_Task requirements_
The data below is to be written out exactly, with no pictures.

_Records for this exercise_
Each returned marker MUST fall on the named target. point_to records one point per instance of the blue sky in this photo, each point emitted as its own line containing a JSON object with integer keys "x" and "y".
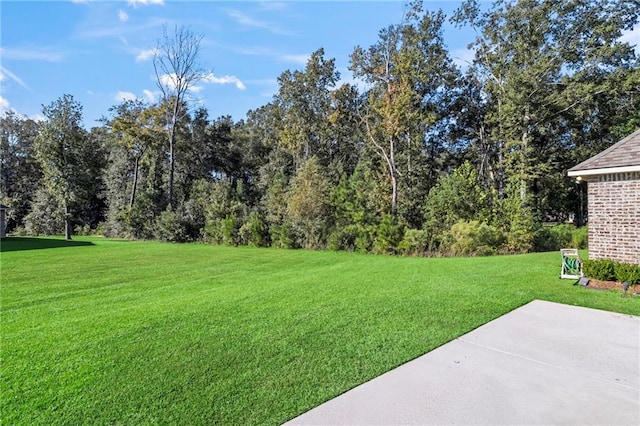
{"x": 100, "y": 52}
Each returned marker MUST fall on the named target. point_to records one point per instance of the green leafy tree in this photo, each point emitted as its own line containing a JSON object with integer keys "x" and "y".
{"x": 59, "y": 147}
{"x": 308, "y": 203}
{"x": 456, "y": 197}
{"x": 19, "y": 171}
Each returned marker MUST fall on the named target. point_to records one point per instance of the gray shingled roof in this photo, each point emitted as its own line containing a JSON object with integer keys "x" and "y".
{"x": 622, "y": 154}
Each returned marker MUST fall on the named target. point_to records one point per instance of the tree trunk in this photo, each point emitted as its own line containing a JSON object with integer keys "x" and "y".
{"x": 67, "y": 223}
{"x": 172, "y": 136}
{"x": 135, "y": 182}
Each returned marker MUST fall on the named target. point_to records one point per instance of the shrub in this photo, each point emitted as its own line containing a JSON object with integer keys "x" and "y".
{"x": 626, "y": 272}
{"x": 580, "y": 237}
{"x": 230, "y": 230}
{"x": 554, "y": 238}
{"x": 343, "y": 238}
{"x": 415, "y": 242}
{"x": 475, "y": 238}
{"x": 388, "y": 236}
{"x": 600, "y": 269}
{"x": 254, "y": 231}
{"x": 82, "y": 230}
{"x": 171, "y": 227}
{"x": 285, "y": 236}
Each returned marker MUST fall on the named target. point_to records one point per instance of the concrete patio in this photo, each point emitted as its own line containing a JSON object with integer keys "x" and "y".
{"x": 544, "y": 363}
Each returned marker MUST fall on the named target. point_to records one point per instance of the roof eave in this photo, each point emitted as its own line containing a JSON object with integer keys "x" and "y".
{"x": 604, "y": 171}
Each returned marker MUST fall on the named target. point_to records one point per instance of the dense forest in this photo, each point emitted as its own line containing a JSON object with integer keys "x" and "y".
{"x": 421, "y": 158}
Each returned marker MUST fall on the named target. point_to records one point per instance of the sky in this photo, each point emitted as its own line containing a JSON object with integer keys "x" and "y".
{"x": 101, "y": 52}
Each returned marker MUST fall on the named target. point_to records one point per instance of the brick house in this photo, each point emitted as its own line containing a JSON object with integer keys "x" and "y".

_Your response_
Each returned marker MUST fall on the named target. point_to records one point per instance of the blue sky in this photo, each point emitted as its own line containing a JSON object with integer keys "x" and "y".
{"x": 100, "y": 52}
Each returned marker MUST fall on the named target. point_to records one point per instance of the green leafy tree in this photo, each point emitted as its own line containing a JSON object with integer keys "x" and "y".
{"x": 59, "y": 147}
{"x": 308, "y": 203}
{"x": 456, "y": 197}
{"x": 19, "y": 171}
Each returned marker MUST fall on the named target. point_to records one point per instance of the gray shingled roof in this photo, each point emitted as its own line containing a JSON object with integer keys "x" and "y".
{"x": 622, "y": 154}
Each returned marker MUST fall on the named target. point_to records one point per instance of the tree trunk in this photo, each point emitted as its own line containing a JSON object with integer keys "x" and "y".
{"x": 67, "y": 223}
{"x": 172, "y": 136}
{"x": 135, "y": 182}
Each returned marker MUST fall on the named target. point_to records one point per instance of the shrub in this photo, each point emitted as its own line containing a JSON object with integer keys "x" and "y".
{"x": 626, "y": 272}
{"x": 580, "y": 237}
{"x": 230, "y": 230}
{"x": 554, "y": 238}
{"x": 343, "y": 238}
{"x": 415, "y": 242}
{"x": 475, "y": 238}
{"x": 388, "y": 236}
{"x": 600, "y": 269}
{"x": 254, "y": 231}
{"x": 82, "y": 230}
{"x": 171, "y": 227}
{"x": 285, "y": 236}
Each returned marker MUST fall on the named target. point_to records one point per instance of the concrete patio in this photo, each point emitted as its own line containing a JSON object with integer keys "x" and "y".
{"x": 544, "y": 363}
Each returned marker MUST fall on the named target. point_to records one point per instance of the roof eave in this photo, each point emitted as its own line containing a JSON object with integer keys "x" and "y".
{"x": 604, "y": 171}
Each returned marker MUST fall on the named target. point_to records one point per instance of the dense forest in this photo, each point emitted as its own line containing a JSON object with integer keys "x" and "y".
{"x": 421, "y": 158}
Each returned marker MUST fall on the named target. point_to records one point per instance of the sky in this photo, each point emitted as its own line containing a JSON object with integer keys "x" and "y".
{"x": 101, "y": 52}
Each returned marker MUST fall on the named target. point_to records one point per instance of the brick house in this photo, each point emitted as its own line containing a JSON object with integer keys "x" and "y".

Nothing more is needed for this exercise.